#### PAGE EXCERPT:
_ _ _ _ _ _ _

Chapter 02-S04: Gamma–Poisson Conjugacy for One Count Rate

Kjell Nygren

2026-06-21

library(glmbayes)
if (requireNamespace("bayesrules", quietly = TRUE)) library(bayesrules)

1. The model

1.1 Likelihood

Suppose we observe \(n\) independent counts \(y_1, \dots, y_n\) drawn from a Poisson distribution with unknown rate \(\lambda > 0\):

\[ Y_i \mid \lambda \;\sim\; \mathrm{Poisson}(\lambda), \qquad i = 1,\dots,n. \]

The joint likelihood is

\[ p(y_1,\dots,y_n \mid \lambda) \;\propto\; e^{-n\lambda}\,\lambda^{\sum_i y_i}. \]

Everything relevant for updating beliefs about \(\lambda\) is captured by two sufficient statistics: \(n\) (number of observations) and \(\sum_i y_i\) (total observed count).

With exposure. In many applications the counts are observed over different exposure periods \(e_i\) (time, area, number of opportunities). The model becomes \(Y_i \mid \lambda \sim \mathrm{Poisson}(e_i \lambda)\), and the sufficient statistics become \(\sum_i e_i\) and \(\sum_i y_i\). An exposure-weighted example appears in Appendix A ((Albert 2009)).

1.2 Prior

The rate \(\lambda > 0\) calls for a positive prior. The Gamma distribution in shape–rate form is the natural conjugate choice:

\[ p(\lambda) \;=\; \frac{\beta^\alpha}{\Gamma(\alpha)}\,\lambda^{\alpha-1}\,e^{-\beta\lambda}, \qquad \lambda > 0, \]

with shape \(\alpha > 0\) and rate \(\beta > 0\). Its mean is \(\alpha/\beta\) and its variance is \(\alpha/\beta^2\).

Interpreting the parameters. Think of \(\alpha - 1\) as a “prior total count” and \(\beta\) as a “prior number of observations”. The prior mean \(\alpha/\beta\) is your pre-data estimate of the rate, and larger \(\beta\) encodes a stronger commitment to that estimate.

Note: many textbooks use shape–scale form (\(\theta = 1/\beta\)); glmbayes uses the shape–rate convention throughout.

_ _ _ _ _ _ _

#### RECORD SET:
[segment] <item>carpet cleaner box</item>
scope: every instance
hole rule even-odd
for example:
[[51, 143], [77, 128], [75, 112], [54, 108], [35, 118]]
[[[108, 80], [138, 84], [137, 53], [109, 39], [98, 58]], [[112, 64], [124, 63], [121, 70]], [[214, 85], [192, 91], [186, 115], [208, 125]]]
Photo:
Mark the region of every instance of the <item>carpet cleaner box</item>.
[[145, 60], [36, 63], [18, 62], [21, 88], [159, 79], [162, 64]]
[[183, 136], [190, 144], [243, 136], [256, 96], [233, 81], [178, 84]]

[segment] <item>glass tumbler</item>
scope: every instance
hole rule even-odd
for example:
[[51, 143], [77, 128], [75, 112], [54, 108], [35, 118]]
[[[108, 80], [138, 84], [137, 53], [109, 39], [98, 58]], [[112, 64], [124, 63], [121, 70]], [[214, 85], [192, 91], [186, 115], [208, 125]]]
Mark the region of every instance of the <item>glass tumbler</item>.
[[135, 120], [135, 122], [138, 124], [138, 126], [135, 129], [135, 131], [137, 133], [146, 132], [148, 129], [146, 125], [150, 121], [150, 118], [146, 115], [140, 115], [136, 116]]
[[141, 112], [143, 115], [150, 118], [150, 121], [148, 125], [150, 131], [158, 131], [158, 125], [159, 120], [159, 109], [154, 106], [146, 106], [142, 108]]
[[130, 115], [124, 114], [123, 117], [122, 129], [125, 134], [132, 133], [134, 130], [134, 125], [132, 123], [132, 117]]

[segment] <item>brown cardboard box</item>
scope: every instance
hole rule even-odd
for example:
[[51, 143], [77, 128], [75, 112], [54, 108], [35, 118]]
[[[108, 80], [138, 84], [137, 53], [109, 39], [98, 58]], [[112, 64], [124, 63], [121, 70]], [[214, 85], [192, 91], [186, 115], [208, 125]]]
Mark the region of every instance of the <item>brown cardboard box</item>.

_ _ _ _ _ _ _

#### TASKS TO PERFORM:
1 - Answer these questions from the page on Gamma–Poisson conjugacy:
(a) What two sufficient statistics summarize the data when there is no exposure?
(b) What is the variance of the Gamma prior?
(c) Which Gamma convention does glmbayes use throughout?
2 - In the page on Gamma–Poisson conjugacy, rewrite the passage between "The joint likelihood" and "(total observed count).", inclusive, substituting "summary statistics" for "sufficient statistics".

#### ANSWERS PROVIDED:
1 -
(a) n (the number of observations) and the sum of the y_i (the total observed count).
(b) α/β².
(c) The shape–rate convention.

2 -
The joint likelihood is

\[ p(y_1,\dots,y_n \mid \lambda) \;\propto\; e^{-n\lambda}\,\lambda^{\sum_i y_i}. \]

Everything relevant for updating beliefs about \(\lambda\) is captured by two summary statistics: \(n\) (number of observations) and \(\sum_i y_i\) (total observed count).